PROBLEM TO SOLVE
Output the records exactly as they appear, with no pictures included.

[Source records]
## Begin
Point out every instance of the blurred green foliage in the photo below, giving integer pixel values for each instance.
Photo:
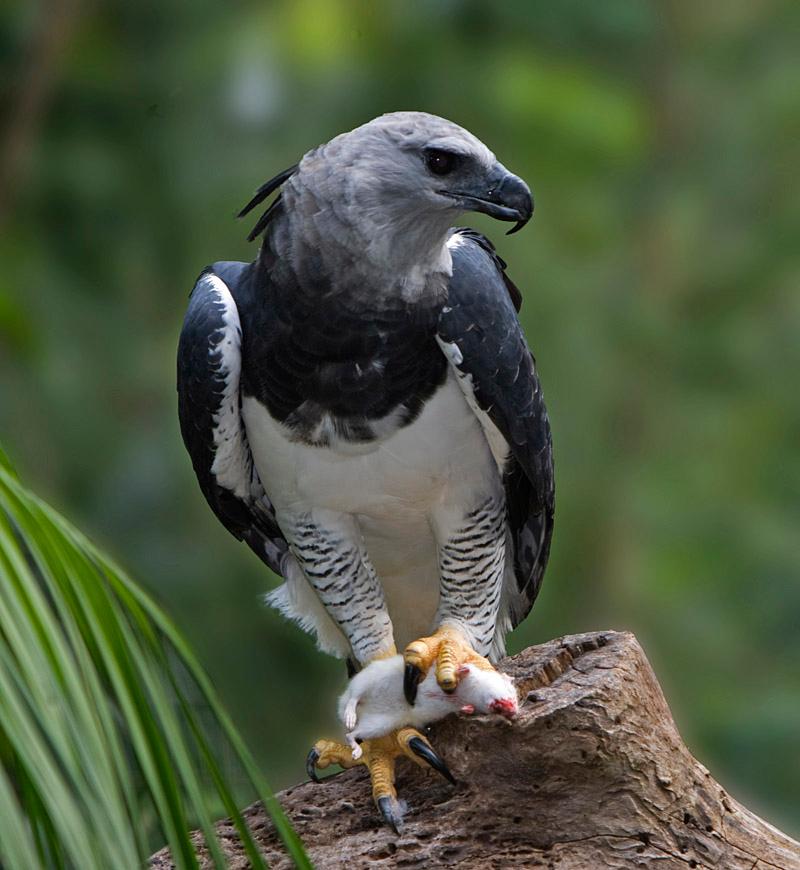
(660, 274)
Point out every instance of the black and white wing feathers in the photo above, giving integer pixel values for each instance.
(209, 370)
(481, 335)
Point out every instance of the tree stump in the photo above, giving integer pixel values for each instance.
(592, 774)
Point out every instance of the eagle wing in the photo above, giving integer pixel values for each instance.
(209, 369)
(480, 333)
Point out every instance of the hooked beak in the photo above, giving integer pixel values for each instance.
(502, 195)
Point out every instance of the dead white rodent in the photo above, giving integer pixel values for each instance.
(374, 704)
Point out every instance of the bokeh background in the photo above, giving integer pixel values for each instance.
(661, 276)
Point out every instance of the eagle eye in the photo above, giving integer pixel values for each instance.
(441, 162)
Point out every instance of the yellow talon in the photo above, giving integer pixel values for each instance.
(379, 755)
(448, 649)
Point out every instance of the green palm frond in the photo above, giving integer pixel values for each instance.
(98, 736)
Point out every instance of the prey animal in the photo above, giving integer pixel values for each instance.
(374, 703)
(362, 410)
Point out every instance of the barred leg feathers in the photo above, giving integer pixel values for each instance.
(298, 601)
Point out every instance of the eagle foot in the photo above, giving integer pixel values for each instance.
(447, 649)
(379, 755)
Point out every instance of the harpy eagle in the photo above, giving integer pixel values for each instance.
(362, 409)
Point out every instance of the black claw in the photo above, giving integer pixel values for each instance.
(424, 751)
(311, 765)
(389, 811)
(411, 679)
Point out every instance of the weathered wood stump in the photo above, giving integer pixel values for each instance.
(592, 774)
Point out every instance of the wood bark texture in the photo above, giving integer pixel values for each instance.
(591, 775)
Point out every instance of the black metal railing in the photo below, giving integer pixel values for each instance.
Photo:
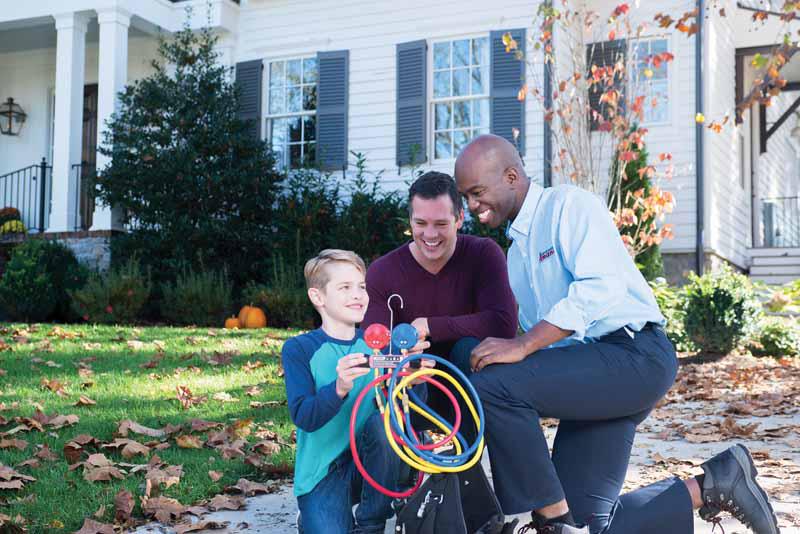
(29, 191)
(781, 221)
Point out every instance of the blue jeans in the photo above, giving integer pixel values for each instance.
(328, 508)
(600, 392)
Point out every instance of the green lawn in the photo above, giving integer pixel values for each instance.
(134, 373)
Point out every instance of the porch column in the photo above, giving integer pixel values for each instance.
(68, 128)
(112, 77)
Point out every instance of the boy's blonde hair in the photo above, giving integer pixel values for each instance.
(317, 275)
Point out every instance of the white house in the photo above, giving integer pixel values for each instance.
(407, 84)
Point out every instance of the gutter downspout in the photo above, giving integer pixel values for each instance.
(699, 141)
(547, 162)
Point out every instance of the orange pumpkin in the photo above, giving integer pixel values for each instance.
(243, 315)
(255, 318)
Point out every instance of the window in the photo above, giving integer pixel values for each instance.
(460, 94)
(651, 79)
(292, 107)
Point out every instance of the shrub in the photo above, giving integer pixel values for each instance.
(722, 309)
(671, 302)
(197, 298)
(776, 337)
(185, 170)
(9, 214)
(116, 297)
(285, 307)
(36, 280)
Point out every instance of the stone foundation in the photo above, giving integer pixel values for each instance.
(91, 247)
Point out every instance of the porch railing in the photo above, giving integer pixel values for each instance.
(781, 221)
(29, 189)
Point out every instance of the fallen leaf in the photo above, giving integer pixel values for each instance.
(225, 502)
(123, 506)
(90, 526)
(187, 441)
(247, 488)
(83, 400)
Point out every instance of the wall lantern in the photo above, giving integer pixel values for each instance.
(11, 118)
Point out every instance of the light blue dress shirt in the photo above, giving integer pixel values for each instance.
(569, 267)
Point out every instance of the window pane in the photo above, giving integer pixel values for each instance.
(310, 128)
(441, 55)
(443, 150)
(441, 84)
(480, 112)
(294, 129)
(461, 82)
(293, 99)
(310, 70)
(461, 53)
(295, 156)
(443, 117)
(276, 74)
(309, 97)
(293, 72)
(311, 152)
(480, 80)
(480, 51)
(460, 140)
(276, 104)
(461, 114)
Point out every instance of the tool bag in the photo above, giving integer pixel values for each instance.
(450, 503)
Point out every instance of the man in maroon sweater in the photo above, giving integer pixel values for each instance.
(455, 287)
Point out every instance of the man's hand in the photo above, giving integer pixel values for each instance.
## End
THE REPLY
Point out every instance of the blurred green foliage in the photo below, giving integer pixel values for each instance.
Photo:
(660, 274)
Point out every instance of the black and white wing feathers in the photo above, giving integer pixel values for each instance.
(209, 370)
(481, 335)
Point out every instance of the tree stump in the photo above, giving integer pixel values for each instance.
(592, 774)
Point out every instance of the eagle wing in the photo above, giving integer pixel values for each instance.
(209, 369)
(480, 333)
Point out every instance of the hooked beak in the photo above, giving integer pixel values for each instance.
(502, 195)
Point out every instance of the dead white rodent in the photo above, giving integer pixel values for each instance.
(374, 704)
Point out every instance of the bokeh background in the photo above, giving integer pixel values for each instance.
(661, 276)
Point out every instance of the eagle eye in the photo above, giving integer pixel values for each instance.
(441, 162)
Point out every instance of the yellow talon in the photo above, giving integer pixel values for each instance.
(379, 755)
(448, 649)
Point out every instance of the green palm frond in the photo above, giving integer pixel values for each instance.
(98, 736)
Point out every instance of the prey animal in the photo above, giving integer pixel values for each instance.
(374, 703)
(362, 410)
Point out every instance of the barred leg feathers in the photo above, giving integer pixel values for each instance.
(298, 601)
Point out every instance of the eagle foot in the photo above, giving integer pixel values for each instance.
(447, 649)
(379, 755)
Point out every instance of the harpy eagle in the photo above, giving integer pixel values for each instance.
(362, 409)
Point out every instance of the black claw in the photo above, giving integer pixel values for each instance.
(424, 751)
(311, 765)
(389, 811)
(411, 679)
Point out every instance of the weathered wood stump in the photo above, giving integer pixel values for each instance.
(592, 774)
Point out every instance of the wood bark texture in the photo above, giving integer pixel values for each instance.
(591, 775)
Point out every instance of the black metal railing in the photo below, giving integer pixel values for each instance.
Photo:
(29, 191)
(781, 221)
Point out every instance of the blue jeans in the photo above, giving integer pixel values for each instance.
(328, 508)
(600, 392)
Point out every instance of the green lawn in the photo above, giving integer pixel values for each instance.
(134, 373)
Point out every instance of the porch column in the photo above, giving integer pixel values for each instance.
(68, 128)
(112, 77)
Point out every instance of the boy's blonde hair in the photo above, giving integer pixel values for each instance.
(317, 275)
Point out every instance of the white house in the photo above, giving integer pixel values for each instance.
(407, 84)
Point out every instance of the gutter downspout in the photo above, giving integer pixel values for each instance.
(699, 141)
(547, 162)
Point out every instance of the orange pumpkin in the photo above, giving integer pixel values for each instance.
(243, 315)
(255, 318)
Point out every instance of the window in the photo above, giving integer pixel values for each instance.
(460, 94)
(651, 79)
(292, 107)
Point out every instance of the shrub in the photo above, giving integer pixel values for each instance.
(722, 309)
(671, 302)
(197, 298)
(776, 337)
(185, 170)
(9, 214)
(116, 297)
(285, 307)
(36, 280)
Point out every instance of the stone foundation in the photo above, giving integer pixel values for each instance.
(91, 247)
Point out every instance of the porch railing in the photo above, giving integer pixel values for each instance.
(781, 221)
(29, 189)
Point out every instance of the fallen leaf in the photo above, giving integer pixel values for each instance.
(225, 502)
(123, 506)
(90, 526)
(187, 441)
(247, 488)
(83, 400)
Point out every instance of the wall lantern in the photo above, giving integer pixel values for each instance.
(11, 118)
Point out every instance of the light blue dress shirt in the photo above, giving integer pixel values for each instance.
(569, 267)
Point out every instance of the window pane in the photo above, giving integer pixel values for each instance.
(310, 128)
(441, 55)
(443, 150)
(441, 84)
(480, 112)
(294, 129)
(461, 82)
(293, 99)
(310, 70)
(461, 53)
(295, 156)
(443, 117)
(276, 74)
(309, 97)
(293, 72)
(311, 152)
(480, 80)
(480, 51)
(460, 140)
(276, 104)
(461, 114)
Point out every instance of the tool bag in the photo above, giving integer pixel values for each instance.
(450, 503)
Point out every instance of the man in maroon sweater in the photo above, giving integer pixel values for each instance.
(455, 287)
Point out every instance of the man's hand in the photo above, giving integer pixel values for each instance.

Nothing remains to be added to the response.